Instrução 1: Mostre, por favor, todas as linhas dos registros em que aparece a palavra "each".

Não esperamos que tal aconteça, salvo se houver algum grande desmoronamento da serra, por que semelhante mal está muito além de nossos recursos. Nem com 1 ou 2 mil trabalhadores, ali empregados todo o ano, poderão tirar as grandes massas que muito naturalmente podiam desmoronar no tempo das águas, e porque isto nunca aconteceu, com probabilidade supomos que não acontecerá.

Deus guarde a vossa excelência. São Paulo, 5 de janeiro de 1862.

Ilustríssimo e excelentíssimo senhor doutor João Jacintho de Mendonça, digníssimo presidente da província.

Francisco Gonçalves Gomide.

Ilustríssimo e excelentíssimo senhor - Com o maior pesar, comunico a vossa excelência que o último temporal fez encher o Rio Grande de modo nunca visto. A água subiu 3 palmos acima da maior enchente conhecida, donde resultou corte de comunicação. Esperamos porém que dentro de poucas horas ou quando mito até amanhã, o trânsito estará restabelecido. Infelizmente mais não podemos fazer do que esperar o escoamento das águas, e devemos presumir que ele se efetue em pouco tempo, porque as chuvas cessaram e a vazante já é bem sensível.

Estamos entretanto com trabalhadores ali a fim de, logo que se possa, fazer-se os reparos dos lugares em que o aterrado tenha sido porventura cortado.

Vossa excelência se dignará de desculpar a maneira ligeira por que é feita esta comunicação. O rancho em que estamos não permite outra coisa.

Deus guarde a vossa excelência. Viúvas, 7 de janeiro de 1862.

Ilustríssimo e excelentíssimo senhor doutor João Jacintho de Mendonça, digníssimo presidente da província.

Registros armazenados:
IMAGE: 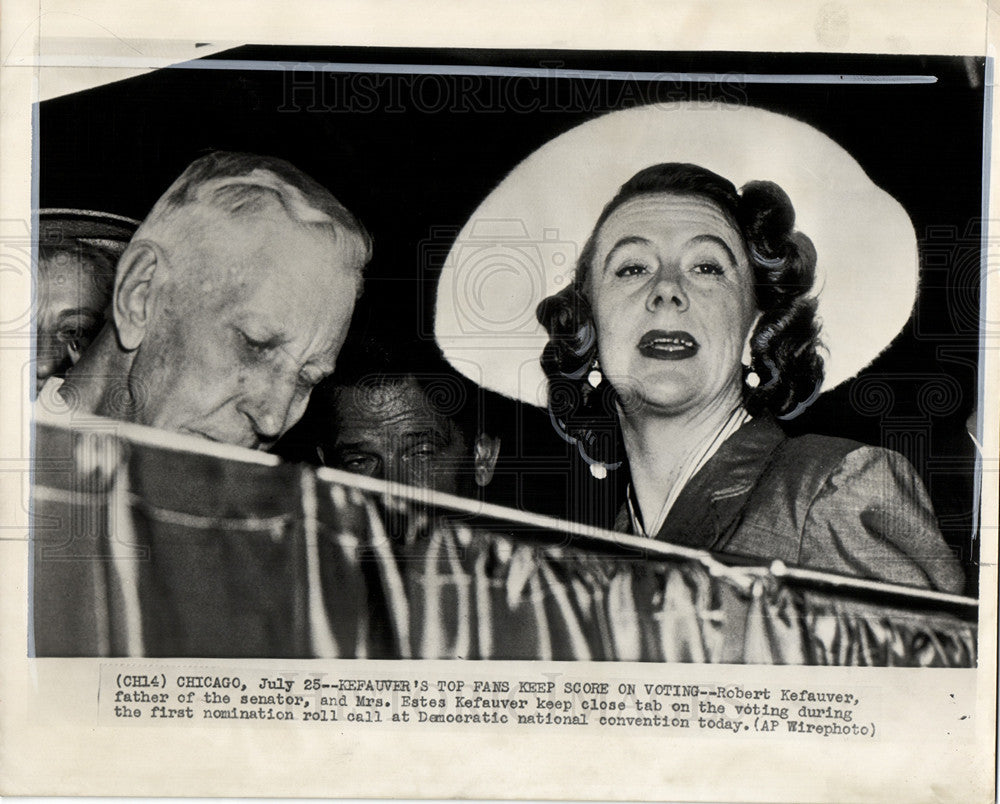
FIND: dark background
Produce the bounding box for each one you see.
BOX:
[37,46,984,592]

Instrução 2: Enumere todos os nomes próprios geográficos (cidades, localidades e rios) presentes no trecho exibido acima.

Resultado 1:
Produce the bounding box for each one you see.

Resultado 2: São Paulo; Rio Grande; Viúvas